» Document excerpt:

Badlands National Park
Morning in Badlands National Park
Badlands National Monument was first designated in 1939. It became Badlands National Park in 1978. This 244,000-acre property is located in southwestern South Dakota, east of the Black Hills. A lot of the fantastic eroded formations that make up Badlands (and give it the name) are materials deposited over millions of years as sand, silt and mud by the water runoff from the Black Hills. The multi-colored layers of sand and mud are separated by layers of gray and white volcanic ash. Among the mud and sand deposits, archaeologists have found one of the largest and most complete collections of ancient North American mammalian history, complete with fossilized skeletons of saber-toothed tigers, rhinos, horses, camels and other now extinct creatures. Before the days of the volcanic ashfall, the area was a marshy jungle overflowing with wildlife in the aftermath of the dinosaur extinction. Today, the area comprises what is probably the largest remaining open mixed-grass prairie region in North America. The modern wildlife collection on display here includes bison, pronghorn, prairie dogs, mule deer, white-tailed deer, bobcat, mountain lion, bighorn sheep, fox and black-footed ferrets.
The black-footed ferret is on the endangered species list and was recently introduced to Badlands National Park to see if it could survive in this protected atmosphere. The ferrets have done really well. Only a few years ago they were thought to be extinct, then a tiny population of them was discovered in Montana and they are slowly being brought back from the edge of extinction.
For visitors, Badlands National Park offers hiking, camping, horseback riding, photography and sightseeing. Biking is allowed only on paved and designated roads but many of the roads are narrow and twisted: be on the lookout for large RVs with extended mirrors... Back country use is wide open but open campfires are prohibited everywhere on the property. There are two designated campgrounds but primitive camping in the back country is allowed, too. The Cedar Pass Campground (near the Ben Reifel Visitor Center) offers 96 designated campsites with cold running water, flush toilets, picnic tables and trash containers. There are no showers and no hookups but there is an RV dump station. The Sage Creek Campground is located on Sage Creek Rim Road near the Badlands Wilderness Area. The road is rough and not recommended for large RVs. The camping is free and the sites offer pit toilets and picnic tables. Sage Creek Campground also offers some facilities for equestrian users as most horseback riders come to explore the wilderness area. If you're bringing a horse, though, make sure you also bring certified weed-free pellets for horse feed.

» Your tasks:
a. Answer these from the Badlands National Park text:
(i) In what year did the monument become a national park?
(ii) In which state was a tiny population of black-footed ferrets found?
(iii) How many designated campsites does the Cedar Pass Campground have?
b. Pick up the Badlands National Park text after its final sentence and carry it on.

» Information provided:
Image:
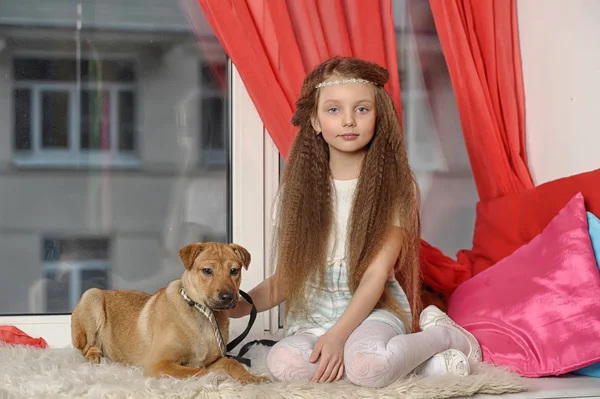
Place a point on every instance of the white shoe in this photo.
(454, 362)
(432, 316)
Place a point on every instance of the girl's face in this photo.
(346, 116)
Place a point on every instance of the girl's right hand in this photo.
(242, 309)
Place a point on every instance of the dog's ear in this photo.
(242, 254)
(189, 253)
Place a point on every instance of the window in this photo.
(69, 112)
(118, 151)
(213, 126)
(72, 266)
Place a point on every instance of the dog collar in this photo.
(209, 314)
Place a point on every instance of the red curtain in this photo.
(480, 41)
(274, 43)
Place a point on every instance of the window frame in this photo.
(74, 156)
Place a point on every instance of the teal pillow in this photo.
(594, 230)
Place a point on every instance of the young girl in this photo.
(348, 221)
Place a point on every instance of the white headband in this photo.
(337, 82)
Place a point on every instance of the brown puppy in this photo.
(162, 332)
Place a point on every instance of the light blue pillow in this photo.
(594, 230)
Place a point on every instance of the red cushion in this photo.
(505, 224)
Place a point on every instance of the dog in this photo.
(165, 333)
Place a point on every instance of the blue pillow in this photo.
(594, 230)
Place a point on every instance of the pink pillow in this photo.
(537, 311)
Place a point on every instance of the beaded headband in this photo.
(337, 82)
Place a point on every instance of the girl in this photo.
(347, 221)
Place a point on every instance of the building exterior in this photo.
(113, 147)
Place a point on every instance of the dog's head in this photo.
(213, 272)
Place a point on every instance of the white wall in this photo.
(561, 71)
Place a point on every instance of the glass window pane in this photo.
(102, 180)
(127, 115)
(22, 98)
(55, 119)
(433, 132)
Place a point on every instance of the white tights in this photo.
(374, 355)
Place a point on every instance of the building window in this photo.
(72, 266)
(70, 113)
(213, 114)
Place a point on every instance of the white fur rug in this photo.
(62, 373)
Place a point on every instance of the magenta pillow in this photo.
(537, 311)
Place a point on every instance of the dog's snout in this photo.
(226, 296)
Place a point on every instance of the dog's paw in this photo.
(256, 379)
(93, 355)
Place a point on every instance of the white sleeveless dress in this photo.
(331, 301)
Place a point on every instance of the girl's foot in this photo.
(451, 361)
(431, 316)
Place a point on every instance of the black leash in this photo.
(238, 340)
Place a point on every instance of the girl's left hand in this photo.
(330, 349)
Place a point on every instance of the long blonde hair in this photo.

» Results in order:
a.
(i) 1978
(ii) Montana
(iii) 96

b.
Hikers in the Badlands backcountry need to be aware that there is very little water out there. And what water you might find is most likely loaded with high levels of dissolved sediments (all that volcanic ash). It's not drinkable and it's really not filterable. There are only a few established trails and most of them originate near the Ben Reifel Visitor Center.
Badlands Wilderness on a cool morning
Cedar Pass Picnic Area
Badlands Wilderness is a 64,144-acre piece of Badlands National Park. Erosion of the area averages one inch per year so everything changes with the weather over a couple years. That's why there's no established trails in the wilderness. But the hiking isn't bad in this large open mixed-grass prairie. While you are looking at the incredible formations and the deer, coyotes and bighorn sheep, watch out for the rattlesnakes and the large herd of buffalo that roam free in the area.
About 1/4 of Badlands National Park is designated wilderness and the most spectacular part of that is within the Sage Creek Unit in the northern section of the park. The surface materials are mostly a mix of gray and white ash separating ancient layers of sand and mud deposited at different times over the last 38 million years. During those times between great volcanic activities when the mud and sand were on the surface, this area was a marshy jungle filled with turtles the size of a Volkswagen beetle, large saber-toothed tigers and a species of North American camel that was about the size of an average modern dog. Fossils left from these creatures (and many others) can be seen sticking out of the mud layers everywhere. Early pioneers traveling through the area often loaded their wagons with fossils before continuing on west.
Over time the climate changed and the surface turned to grassland while the mammals using it evolved into the more modern prairie versions. But the last 500,000 years have seen erosion carve this area into a landscape of gorges, mesas, cliffs, knife-edged ridges, pinnacles, spires, buttes and canyons resembling the surface of the Moon. At the present rate of erosion, scientists estimate the remaining formations will have been eroded into flatness within another 500,000 years.
Badlands National Park is open 24 hours a day, seven days a week, every day of the year. The hours at the two visitor centers change with the seasons. The Ben Reifel Visitor Center (at the park headquarters) is open from Memorial Day Weekend to the weekend after Labor Day from 7 am to 7 pm. From mid-April to the end of May and from mid-September to Halloween the visitor center is open from 8 am to 5 pm. The rest of the year, the hours are 8 am to 4 pm daily, except the place is closed for Thanksgiving Day, Christmas Day and New Year's Day. Park Headquarters is located on Highway 240 - the Badlands Loop Road. The White River Visitor Center is located on the Pine Ridge Reservation and is operated by the Oglala Sioux Parks and Recreation Authority. The visitor center is only open from June 1 to mid-September, 10 am to 4 pm daily. The White River Visitor Center is located on South Dakota Highway 27 about twenty miles south of Scenic.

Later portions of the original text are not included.